Directive =
Copy the data precisely, character for character, and leave out every picture.

Point-based annotation data =
**********

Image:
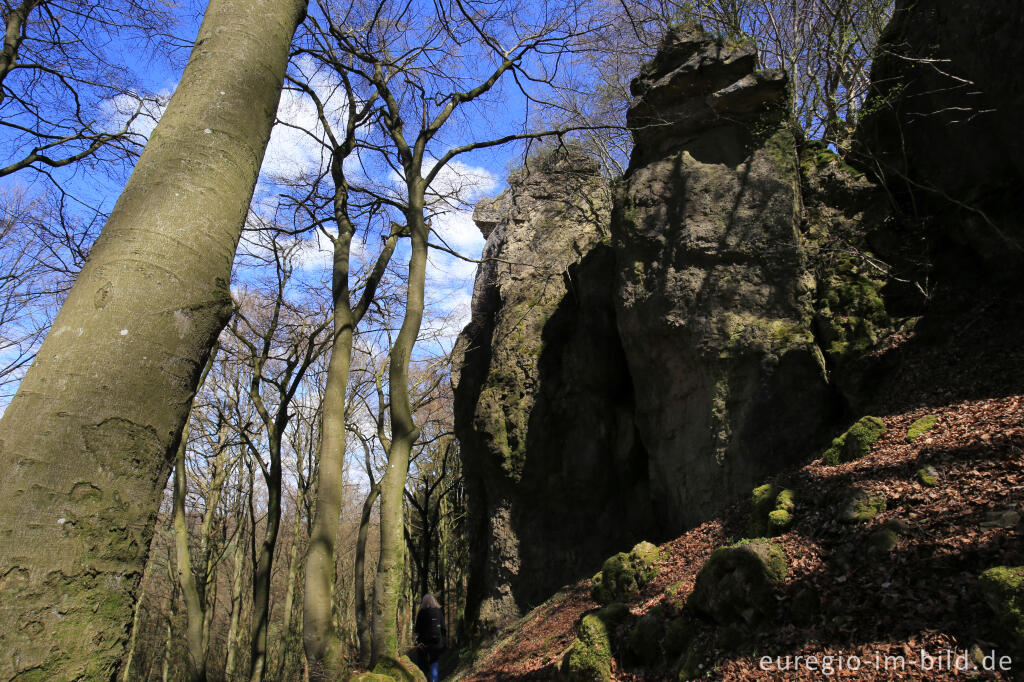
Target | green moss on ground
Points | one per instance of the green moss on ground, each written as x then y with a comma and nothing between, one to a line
1003,589
737,584
624,574
856,442
771,510
861,506
590,657
921,427
928,476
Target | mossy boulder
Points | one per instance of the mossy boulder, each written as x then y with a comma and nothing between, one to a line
624,574
738,583
589,659
921,427
675,596
928,476
401,669
771,510
856,442
778,521
644,638
1003,589
678,636
860,506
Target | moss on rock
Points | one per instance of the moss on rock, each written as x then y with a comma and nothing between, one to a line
590,657
928,476
778,521
861,506
737,584
771,510
856,442
624,574
1003,589
678,635
921,427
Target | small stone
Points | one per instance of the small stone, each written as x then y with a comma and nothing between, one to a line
861,506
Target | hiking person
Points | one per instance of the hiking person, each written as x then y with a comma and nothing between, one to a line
430,634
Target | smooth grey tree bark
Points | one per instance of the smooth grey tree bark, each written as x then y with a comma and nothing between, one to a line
87,443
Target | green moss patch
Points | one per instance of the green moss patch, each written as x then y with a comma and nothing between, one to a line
861,506
589,659
921,427
928,476
624,574
1003,589
737,584
856,442
771,510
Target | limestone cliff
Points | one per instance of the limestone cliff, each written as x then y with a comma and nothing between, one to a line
636,363
714,301
544,400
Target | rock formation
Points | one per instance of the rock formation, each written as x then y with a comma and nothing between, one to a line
714,301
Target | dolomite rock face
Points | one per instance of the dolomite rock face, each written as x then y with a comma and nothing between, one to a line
543,398
942,129
715,299
634,364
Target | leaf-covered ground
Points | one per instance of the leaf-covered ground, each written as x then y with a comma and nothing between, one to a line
895,614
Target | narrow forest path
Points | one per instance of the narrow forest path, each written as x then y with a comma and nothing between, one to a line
912,603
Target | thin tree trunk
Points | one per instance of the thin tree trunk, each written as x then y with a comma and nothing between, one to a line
359,579
87,442
195,610
233,630
292,584
320,637
264,564
388,583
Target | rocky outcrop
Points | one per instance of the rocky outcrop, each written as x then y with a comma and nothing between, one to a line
942,127
544,411
715,295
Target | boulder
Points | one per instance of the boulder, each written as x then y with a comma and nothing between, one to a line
624,574
737,585
859,506
715,294
589,659
856,442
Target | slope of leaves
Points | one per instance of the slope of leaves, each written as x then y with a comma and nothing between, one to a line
920,597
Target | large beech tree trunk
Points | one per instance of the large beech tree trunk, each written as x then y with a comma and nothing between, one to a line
87,442
388,582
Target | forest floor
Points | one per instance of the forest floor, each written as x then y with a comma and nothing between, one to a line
897,615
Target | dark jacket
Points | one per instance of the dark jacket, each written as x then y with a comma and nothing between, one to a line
430,629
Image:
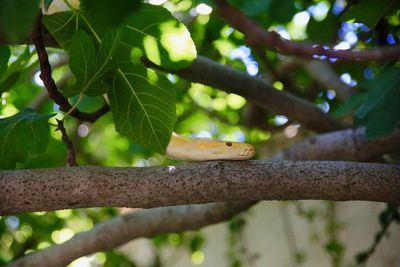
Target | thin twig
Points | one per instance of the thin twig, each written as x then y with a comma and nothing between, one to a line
392,214
259,37
71,158
48,81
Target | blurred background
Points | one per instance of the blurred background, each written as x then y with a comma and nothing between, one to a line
303,233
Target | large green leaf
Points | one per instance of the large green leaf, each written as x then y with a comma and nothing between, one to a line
380,113
90,67
17,17
22,136
370,12
163,39
4,57
253,7
104,14
143,106
282,11
12,73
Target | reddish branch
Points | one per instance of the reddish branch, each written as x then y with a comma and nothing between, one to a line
71,159
261,38
45,75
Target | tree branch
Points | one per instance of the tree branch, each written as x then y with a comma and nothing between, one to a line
258,37
117,232
350,145
144,223
83,187
206,71
45,76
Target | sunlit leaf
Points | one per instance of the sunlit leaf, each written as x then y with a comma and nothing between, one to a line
143,107
282,11
4,56
47,3
380,113
253,7
23,135
17,17
104,14
370,12
91,67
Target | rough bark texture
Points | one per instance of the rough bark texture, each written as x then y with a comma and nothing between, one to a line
83,187
206,71
145,223
350,145
258,37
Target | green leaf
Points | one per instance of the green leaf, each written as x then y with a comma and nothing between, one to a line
91,68
143,107
370,12
163,39
330,26
105,14
4,57
22,136
282,11
380,113
13,72
251,8
17,17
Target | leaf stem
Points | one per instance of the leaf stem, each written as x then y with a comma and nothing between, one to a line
75,106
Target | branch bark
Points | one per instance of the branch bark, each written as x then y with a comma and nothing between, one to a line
258,37
206,71
83,187
138,224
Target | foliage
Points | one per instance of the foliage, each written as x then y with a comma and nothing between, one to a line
104,43
22,135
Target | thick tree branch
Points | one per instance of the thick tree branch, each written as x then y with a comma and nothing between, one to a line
206,71
145,223
258,37
117,232
350,145
83,187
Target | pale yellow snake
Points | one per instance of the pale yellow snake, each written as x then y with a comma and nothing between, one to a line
202,149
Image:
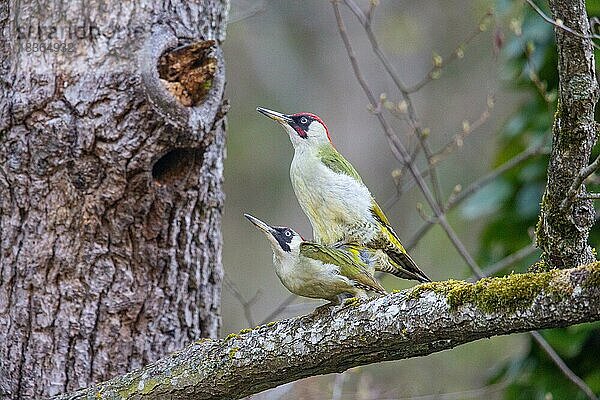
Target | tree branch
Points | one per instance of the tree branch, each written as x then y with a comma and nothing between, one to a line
415,322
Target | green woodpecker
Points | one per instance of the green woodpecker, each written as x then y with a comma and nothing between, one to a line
318,271
334,198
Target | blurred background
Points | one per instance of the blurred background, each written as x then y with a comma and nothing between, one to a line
499,93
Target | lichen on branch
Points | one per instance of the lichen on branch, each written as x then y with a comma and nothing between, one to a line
419,321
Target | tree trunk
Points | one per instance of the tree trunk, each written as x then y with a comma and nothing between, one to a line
110,187
565,220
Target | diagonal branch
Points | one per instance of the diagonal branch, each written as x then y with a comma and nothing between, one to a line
419,321
562,366
400,152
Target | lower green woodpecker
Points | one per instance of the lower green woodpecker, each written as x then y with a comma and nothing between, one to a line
322,272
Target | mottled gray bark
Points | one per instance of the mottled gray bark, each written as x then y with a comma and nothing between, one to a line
419,321
110,253
565,220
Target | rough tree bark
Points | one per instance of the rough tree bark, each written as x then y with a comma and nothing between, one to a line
110,188
419,321
565,221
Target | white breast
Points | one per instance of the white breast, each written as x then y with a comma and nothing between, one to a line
311,278
334,203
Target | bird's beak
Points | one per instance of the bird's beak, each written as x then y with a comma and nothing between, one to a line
274,115
266,228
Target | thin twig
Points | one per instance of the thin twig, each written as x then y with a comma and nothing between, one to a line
246,304
583,174
511,259
563,367
478,184
275,313
590,196
412,114
562,26
456,54
399,150
338,386
468,128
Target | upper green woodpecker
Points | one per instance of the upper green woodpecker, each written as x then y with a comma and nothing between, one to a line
313,270
334,198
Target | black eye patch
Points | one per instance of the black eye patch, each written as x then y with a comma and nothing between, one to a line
302,121
284,236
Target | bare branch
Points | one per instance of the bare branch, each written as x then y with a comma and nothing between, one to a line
560,24
415,124
478,184
419,321
400,152
565,220
246,304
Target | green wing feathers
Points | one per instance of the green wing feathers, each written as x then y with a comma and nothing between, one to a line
336,162
351,267
390,244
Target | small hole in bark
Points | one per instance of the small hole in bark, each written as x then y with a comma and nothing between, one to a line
188,71
176,165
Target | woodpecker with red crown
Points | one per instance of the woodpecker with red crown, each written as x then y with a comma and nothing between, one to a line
333,196
313,270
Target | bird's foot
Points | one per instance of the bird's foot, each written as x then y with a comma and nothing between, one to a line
326,306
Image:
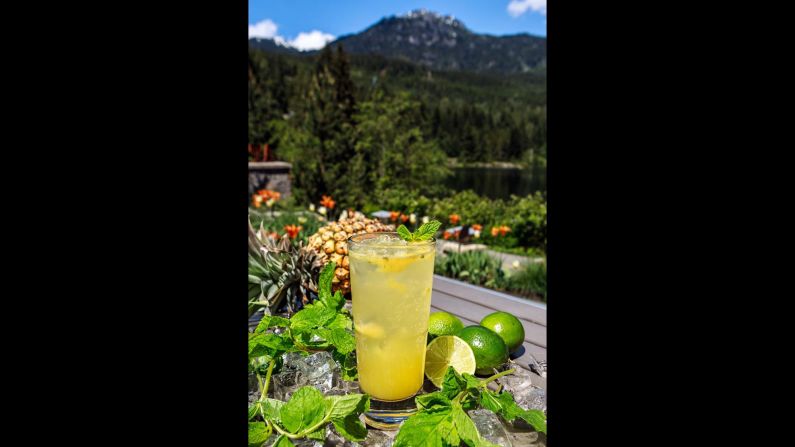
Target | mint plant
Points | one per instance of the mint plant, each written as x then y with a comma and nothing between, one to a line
323,325
423,233
441,418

**********

Completed exercise =
Image:
Target | green moss on ground
Points | one per instance of the green moss on ground, each written as x then y with a comma and nothing between, one to a line
1003,589
737,584
624,574
856,442
771,510
861,506
590,657
921,427
928,476
Target | mossy boulder
Points | one per instance of the mossy boulder, each written as x then y with a comma and nothing between, one to a line
624,574
738,583
589,659
921,427
675,596
928,476
401,669
771,510
856,442
778,521
644,638
1003,589
678,636
860,506
Target | moss on rock
Points | one per instance of the moss on rock, each written as x then y with a comma and nothing between, one to a line
590,657
928,476
778,521
861,506
737,584
771,510
856,442
624,574
1003,589
678,635
921,427
Target | small stone
Points | one per instance of the small stone, each written as x then y with a comma and nothing between, one to a line
861,506
Target | hiking person
Points | one per instance of the hiking person, each written as x then y with a comma and nothing between, one to a line
430,634
Target | smooth grey tree bark
Points | one per instance of the smooth grey tree bark, each written as x then y with a comma and nothing between, one to a line
87,443
Target | green moss patch
Points | one per instance of the green moss patch, each written as x then y with a comma and nothing between, one to a line
861,506
589,659
921,427
928,476
624,574
1003,589
737,584
856,442
771,510
Target | limestone cliff
Points | one per instance of the limestone cliff, each written as x then y with a comma and nothing between, one to a line
636,363
714,301
544,400
Target | rock formation
Points | one per instance of the rock formation, each written as x then y with a comma and nothing between, one to a line
714,301
Target | dolomite rock face
Points | one per instance of the dolomite rock face, each written as x then y with a comma and nothing between, one to a line
543,398
942,129
715,299
634,364
Target | leaf-covered ground
Points | one per instance of the leaf-covered ground, each written as x then y with a comma and nothing between, one to a line
895,614
Target | narrow forest path
Points | one per instance of the narrow forest path, each written as x then y with a comma and nothing between, one to a line
912,603
Target | thin tree trunk
Points | one per instance of the thin tree trunk, each written as x then y with a comma and nothing between, one to a line
359,579
87,442
195,610
233,630
292,584
320,637
264,564
388,583
Target | rocky outcrop
Points | one per instance of the rocky outcrop, each written as x then y with a comma and nothing between, one to a line
942,127
544,411
715,295
Target | boulder
Points | one per instance of the boulder, each written as x then y with a comma and nothing between, one to a line
624,574
737,585
859,506
715,294
589,659
856,442
Target | slope of leaves
Points | one per instance of the slope of leaves, each written as x then y with a comma and nothing between, one to a line
920,597
Target | large beech tree trunk
Points | one per instance of the large beech tree trunk, each written as x then y with a comma and nothing between, one to a line
87,442
388,582
Target | forest floor
Points | one per instance of the forest floor, each written as x then y with a comma and nothing between, one to a line
897,615
Target | dark jacket
Points | one per instance of the dark jacket, each written as x then y with a comma and nothing between, one to a line
430,629
Image:
Target | thin twig
Points | one per instance of the thin twig, each written as x then y with a comma and nothing between, one to a line
392,214
259,37
71,158
48,81
Target | blurred background
Points | one per instance of the blurred background, each written as x then y with a comma and nothing between, one to a line
303,233
Target | large green leaf
Points | one per instance of the large green leaf, each written as x then y with a comma and nothing between, one to a line
380,113
90,67
17,17
22,136
370,12
163,39
4,57
253,7
104,14
143,106
282,11
12,73
Target | reddish branch
Points | one per instance of the reddish branch, each written as x then y with a comma and nothing between, one to a line
71,159
261,38
45,75
Target | tree branch
Points | one per instance of the tree branch, each written as x then y with a comma and nothing between, one to a line
258,37
117,232
350,145
144,223
83,187
206,71
45,76
Target | sunlit leaf
Points | one per instance of the sunlit leaf, each written as x then y with a comma and nothing between, one to a line
143,107
282,11
4,56
47,3
380,113
253,7
23,135
17,17
104,14
370,12
91,67
Target | rough bark texture
Points | one per instance of the rough bark texture, each written as x then y with a comma and nothing between, one to a line
83,187
206,71
145,223
350,145
258,37
Target | green leaf
Points | one per instance of the green leaf, each written as x then y with a comma and nothing between, one to a line
91,68
143,107
370,12
163,39
330,26
105,14
4,57
22,136
282,11
380,113
13,72
251,8
17,17
Target | leaf stem
Points | one per instance of the leaf stem, each written as x then y with a comma and nothing between, one to a line
75,106
Target | branch bark
Points | one per instance of the branch bark, each written as x then y with a comma and nothing between, one to a line
258,37
206,71
83,187
138,224
Target | foliage
Points | one per instance of the foliage, each written as x then y with a comma and nothing between, one to a line
104,43
22,135
Target | thick tree branch
Points | one per instance of the thick tree branch, each written as x then y with a comma and nothing between, one to a line
206,71
145,223
258,37
117,232
350,145
83,187
Target | pale yellow snake
Points | one per instance of the pale yellow snake, each written as x then y with a comma and nothing between, one to a line
202,149
Image:
Target | tree branch
Points | one per instance of the tree branch, each written as x then y with a comma and nothing between, one to a line
415,322
Target | green woodpecker
Points | one per instance of the green woodpecker, each written as x then y with a comma and nothing between, one to a line
318,271
334,198
Target | blurred background
Points | one per instance of the blurred background, each written as x then y with a comma and nothing between, one to a line
499,93
Target | lichen on branch
Points | one per instance of the lichen on branch, each written as x then y with a comma and nothing between, one to a line
419,321
Target | tree trunk
Points | one per instance of the tree trunk, each written as x then y with a comma and nothing between, one to a line
110,187
565,220
Target | diagonal branch
Points | one per instance of the diagonal branch, each written as x then y with a comma and nothing between, one to a line
419,321
562,366
400,152
Target | lower green woodpecker
Points | one per instance of the lower green woodpecker, each written as x then y with a comma and nothing between, one to a line
322,272
Target | mottled gray bark
Points | one per instance of the mottled gray bark, each written as x then y with a comma and nothing between, one to a line
419,321
110,253
565,220
Target | rough tree bark
Points | one per instance of the rough tree bark, each written as x then y with a comma and nothing between, one to a line
110,188
419,321
565,221
Target | white breast
Points | one per instance of the white breast, each written as x then y with a comma and nothing between, one to a line
311,278
334,203
Target | bird's beak
Points | one per instance of the bird's beak, each written as x then y with a comma and nothing between, one to a line
274,115
266,228
Target | thin twig
Points | one per instance of the thin twig, each written as x then y with a comma and nothing between, one to a line
246,304
583,174
511,259
563,367
478,184
275,313
590,196
412,114
562,26
456,54
399,150
338,386
468,128
Target | upper green woodpecker
Points | one per instance of the upper green woodpecker, each written as x then y with a comma and nothing between, one to a line
313,270
334,198
Target | black eye patch
Points | one per instance of the black eye patch, each written as x then y with a comma and nothing between, one to a line
302,121
284,236
Target | bare branch
Points | one per instance of the bare branch, each written as x then y with a comma and nothing between, one to a line
560,24
415,124
478,184
419,321
400,152
565,220
246,304
Target | green wing feathers
Points | one per instance of the green wing feathers, each written as x then y with a comma and nothing between, one to a line
336,162
351,267
390,244
Target | small hole in bark
Points | one per instance of the small hole in bark, each written as x then y with a comma and nothing between, one to a line
188,71
176,165
Target | woodpecker with red crown
Points | one per instance of the woodpecker with red crown, each written as x then y with a comma and nothing between, one to a line
333,196
313,270
Target | bird's foot
Points | one per instance of the bird's foot, each written as x then y with a comma and nothing between, one to a line
326,306
Image:
Target | mint plant
Points | one per instance of the mint plant, each written as x then y with a comma and nothing between, one to a line
323,325
423,233
441,418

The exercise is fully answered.